━━━━━ DATA SUPPLIED

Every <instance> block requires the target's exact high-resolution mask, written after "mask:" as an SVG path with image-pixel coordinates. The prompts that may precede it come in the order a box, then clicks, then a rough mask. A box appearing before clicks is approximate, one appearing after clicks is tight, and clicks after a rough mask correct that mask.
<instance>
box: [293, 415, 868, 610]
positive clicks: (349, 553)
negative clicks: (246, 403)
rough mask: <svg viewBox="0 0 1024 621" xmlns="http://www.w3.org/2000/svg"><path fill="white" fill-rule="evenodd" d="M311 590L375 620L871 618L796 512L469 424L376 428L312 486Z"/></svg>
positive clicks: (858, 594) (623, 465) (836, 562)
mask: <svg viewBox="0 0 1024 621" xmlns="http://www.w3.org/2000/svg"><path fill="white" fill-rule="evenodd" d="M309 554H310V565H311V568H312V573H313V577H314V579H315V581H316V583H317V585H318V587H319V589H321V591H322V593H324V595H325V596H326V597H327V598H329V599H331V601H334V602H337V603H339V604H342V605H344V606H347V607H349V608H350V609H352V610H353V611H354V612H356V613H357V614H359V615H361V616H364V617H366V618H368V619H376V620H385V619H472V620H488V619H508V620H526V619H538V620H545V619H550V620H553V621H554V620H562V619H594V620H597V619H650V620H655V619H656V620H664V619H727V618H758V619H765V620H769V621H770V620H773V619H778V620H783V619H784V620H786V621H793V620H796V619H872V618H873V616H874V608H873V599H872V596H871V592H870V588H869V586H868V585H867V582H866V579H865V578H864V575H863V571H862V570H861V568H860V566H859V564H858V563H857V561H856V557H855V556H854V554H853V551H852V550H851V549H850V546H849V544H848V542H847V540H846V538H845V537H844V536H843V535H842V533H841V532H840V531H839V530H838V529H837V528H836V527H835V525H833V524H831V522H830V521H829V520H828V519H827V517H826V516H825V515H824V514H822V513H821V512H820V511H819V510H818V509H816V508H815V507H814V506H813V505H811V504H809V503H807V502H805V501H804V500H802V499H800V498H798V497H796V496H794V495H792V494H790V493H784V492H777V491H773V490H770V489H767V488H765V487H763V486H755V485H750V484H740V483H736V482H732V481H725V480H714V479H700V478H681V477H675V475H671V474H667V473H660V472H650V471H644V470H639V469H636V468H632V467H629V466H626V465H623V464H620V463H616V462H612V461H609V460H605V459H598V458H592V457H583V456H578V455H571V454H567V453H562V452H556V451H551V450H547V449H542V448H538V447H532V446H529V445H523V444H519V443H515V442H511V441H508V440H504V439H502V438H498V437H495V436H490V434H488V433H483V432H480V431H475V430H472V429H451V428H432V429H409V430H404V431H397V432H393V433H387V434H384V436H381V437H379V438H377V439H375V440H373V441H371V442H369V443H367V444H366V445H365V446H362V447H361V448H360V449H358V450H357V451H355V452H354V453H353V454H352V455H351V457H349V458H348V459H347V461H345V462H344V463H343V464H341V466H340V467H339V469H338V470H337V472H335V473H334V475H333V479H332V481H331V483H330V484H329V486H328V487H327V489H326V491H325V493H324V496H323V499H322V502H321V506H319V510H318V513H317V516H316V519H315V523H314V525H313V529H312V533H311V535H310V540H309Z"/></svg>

━━━━━━━━━━

# [DIRECTIONS FOR THIS TASK]
Reproduce the stretch from the start of the records through the line containing "positive clicks: (858, 594)", replacing "rough mask" with "coarse mask" and leaving everything else unchanged.

# [ANSWER SPACE]
Every <instance> block requires the target's exact high-resolution mask, written after "mask:" as an SVG path with image-pixel coordinates. The prompts that may precede it come in the order a box, then clicks, then a coarse mask. A box appearing before clicks is approximate, one appearing after clicks is tight, and clicks after a coarse mask correct that mask.
<instance>
box: [293, 415, 868, 610]
positive clicks: (349, 553)
negative clicks: (246, 403)
coarse mask: <svg viewBox="0 0 1024 621" xmlns="http://www.w3.org/2000/svg"><path fill="white" fill-rule="evenodd" d="M311 590L375 620L871 618L796 512L469 424L376 428L312 486Z"/></svg>
positive clicks: (858, 594) (623, 465) (836, 562)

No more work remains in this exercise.